* Trecho de origem
:::

Especificamente quanto à justificativa de que apenas a ECT teria conhecimento para operacionalizar a entrega do leite em pó, o qual poderia levar a uma contratação direta por inexigibilidade de licitação, a Assessoria considerou que, diante da ausência de comprovação desse argumento, tratava-se de mera hipótese.

Concluindo que a proposta inicial não poderia ser acolhida, seja ela interpretada no sentido da manutenção da contratação direta pelo artigo 24, inciso VIII, da Lei Federal n° 8.666/93, seja no de seu reenquadramento para o artigo 25 daquela Lei, a SME/AJ recomendou a colocação da hipótese da SME/CODAE à prova por meio da tentativa de realização de licitação.

Examinada a proposta de SME/CODAE, passou a examinar a possibilidade de contratação da ECT diante do Parecer desta AJC ementado sob o n° 11.748. Afirmando que esta AJC defendeu que a existência de pendências no CADIN Municipal não representaria óbice à contratação da ECT se a contratação se referir a serviço público e houver notório benefício, chegou à conclusão de que o entendimento desta AJC não altera as conclusões e recomendações da SME/AJ, pois, à semelhança do quanto afirmado em relação à contratação direta por inexigibilidade de licitação, não há comprovação alguma de que haja notório benefício na contratação da ECT. Ademais, registrou a existência de parecer desta AJC analisando este caso específico, no qual teria se posicionado pela possibilidade de mitigação apenas enquanto não fosse possível a execução dos serviços por outro prestador.

:::

* Extrato de dados

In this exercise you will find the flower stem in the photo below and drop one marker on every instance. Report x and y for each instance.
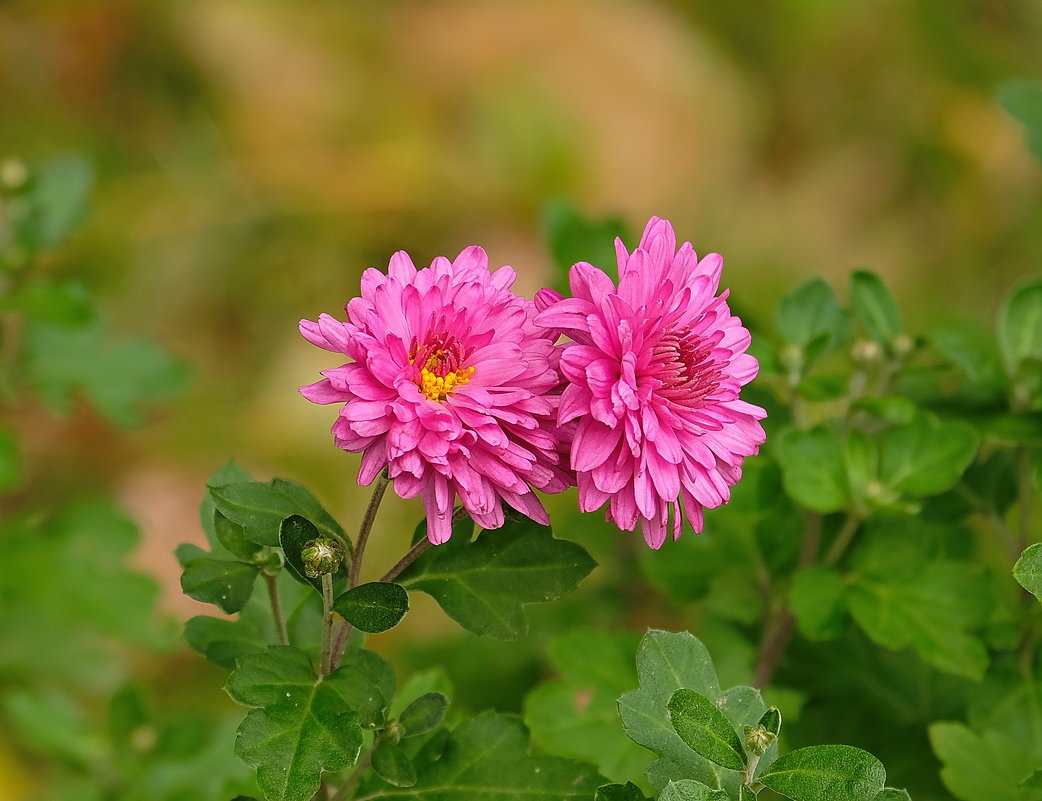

:::

* Ações a realizar
1. Reproduza o trecho sobre a contratação da ECT, começando nas palavras "Especificamente quanto à" e parando logo depois de "de mera hipótese.".
2. Escreva a continuação do trecho sobre a contratação da ECT a partir da última frase apresentada.
A listagem é um material à parte, sem relação com o trecho de origem.

* Respostas das tarefas
1.
Especificamente quanto à justificativa de que apenas a ECT teria conhecimento para operacionalizar a entrega do leite em pó, o qual poderia levar a uma contratação direta por inexigibilidade de licitação, a Assessoria considerou que, diante da ausência de comprovação desse argumento, tratava-se de mera hipótese.

2.
Por fim, aquela Assessoria abordou a questão da contratação da ECT com fundamento no artigo 24, inciso VIII, da Lei Federal n° 8.666/93. Expôs inicialmente que vem defendendo a viabilidade jurídica da contratação com fundamento naquele dispositivo pela inexistência de decisão do Supremo Tribunal Federal - STF que o tenha declarado inconstitucional ou dado interpretação conforme e pela existência de precedentes dos Tribunais de Contas do Município e do Estado. A seguir, trouxe a divergência existente sobre tal hipótese de contratação direta, mencionando o entendimento do Tribunal de Justiça e do Tribunal de Contas da União - TCU, inclusive no que se refere à contratação da ECT, mas concluiu ser possível a contratação direta, independentemente da natureza do serviço prestado, porque tal regra não afronta a sujeição ao regime jurídico próprio das empresas privadas, prevista no artigo 173, § 1º, inciso II, da Constituição Federal, tanto que a própria legislação federal prevê hipótese de dispensa em favor de particulares (artigo 14, § 1º, da Lei Federal n° 11.947/09).

Assim sendo, sugeriu a consulta desta Coordenadoria quanto à possibilidade de os serviços em questão serem considerados públicos e de se contratar a ECT com fundamento no artigo 24, VIII, da Lei Federal n° 8.666/93.

Antes de examiná-la, parece-nos pertinente um esclarecimento sobre o Parecer ementado sob o n° 11.748.

*****

A partir da leitura do parecer ementado sob o n. 11.748, percebe-se que a premissa sobre a qual se estruturou o raciocínio que culminou nas conclusões ali expostas foi a natureza jurídica da ECT de empresa estatal prestadora de serviços públicos. Em outras palavras, só se chegou àquelas conclusões porque se trata de uma empresa estatal prestadora de serviços públicos, não de empresa estatal exploradora de atividade econômica em sentido estrito.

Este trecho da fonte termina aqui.